→ What this exercise asks:
1 – List every factor that the research methods notes give in the "Control for" column of the wind farm example.
2 – Carry on the research methods notes after their final sentence.

→ Source passage:
····················

Research Methods — Week 5
Scaffolded mini-project.
Same data, same question.
Formative.
Your investigation.
Your question, your data.
Summative — 30% of module grade.
Submit questions anonymously:
PollEv.com/geol
text geol to 07480 781235
Individual 4-page policy report.
Your commit history matters — it shows your individual contribution.
🎓 Concept block 1
You can’t know if something is big unless you measure something else.
What you hold constant so you can isolate the variable of interest.
Example: comparing wind farm output across sites.
| Control for | Why |
|---|---|
| Turbine model | Different models have different capacities |
| Terrain | Ridgetop vs valley affects wind speed |
| Grid curtailment | Some farms are told to stop generating |
What can’t you control? Weather. Maintenance schedules.
Treatment group gets the intervention.
Control group doesn’t.
Random assignment.
“Treatment” is often a natural condition.
“Control” is a comparison group.
You can’t randomise geology.
💬✏️ Exercise 1
HolmesCo
“Geological Solutions Since 2019”
Ground Investigation Report — Proposed Wind Farm, County Durham
HolmesCo drilled 3 boreholes in the valley where access roads already exist. All three encountered competent sandstone.
Conclusion: “Bedrock across the site is suitable for turbine foundations.”
What’s wrong with this? Work in pairs — 5 minutes.
🎓 Concept block 2
A variable that is correlated with both the treatment and the outcome.
You can’t tell which caused the effect.
| Observation | Apparent cause | Real cause (confounder) |
|---|---|---|
| Ice cream sales ↑, drowning ↑ | Ice cream causes drowning? | Hot weather |
| More solar panels → higher GDP | Solar causes wealth? | Latitude, governance, investment |
| Deeper boreholes → higher temp | Depth causes heat? | Location (geothermal area) |
Correlation is not causation — because of confounders.

····················

→ Provided material:
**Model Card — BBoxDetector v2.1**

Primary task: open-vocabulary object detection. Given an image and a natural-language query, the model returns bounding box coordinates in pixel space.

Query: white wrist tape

····················

→ Outputs:
1 –
Turbine model
Terrain
Grid curtailment

2 –
💬✏️ Exercise 2
For each: identify the confounder and suggest how to address it.
1. “Communities near wind farms report more headaches than communities without wind farms.”
Confounders: rural/urban, age, awareness/nocebo effect, reporting bias.
2. “Countries with higher nuclear capacity have lower carbon emissions per capita.”
Confounders: GDP, industrialisation stage, energy mix decisions driven by geography and politics.
3. “Students who use AI assistants score higher on coding assignments.”
Confounders: prior coding experience, motivation, time spent on assignments.
🎓 Concept block 3
| Strategy | How | When |
|---|---|---|
| Random | Every unit has equal probability | Gold standard; often impractical |
| Stratified | Sample within each subgroup | Ensures representation |
| Systematic | Every nth unit | Regular grids, monitoring stations |
| Convenience | Whatever’s easiest | HolmesCo’s default |
“We sampled these because they were there.”
Honest — but weak.
Your sampling strategy is a decision you must justify in your report.
✏️💬 Integrative exercise
Browse the available project topics.
Form provisional groups (3–4 people).
Pick a candidate topic. Then sketch:
Application session: “Your question, your plan”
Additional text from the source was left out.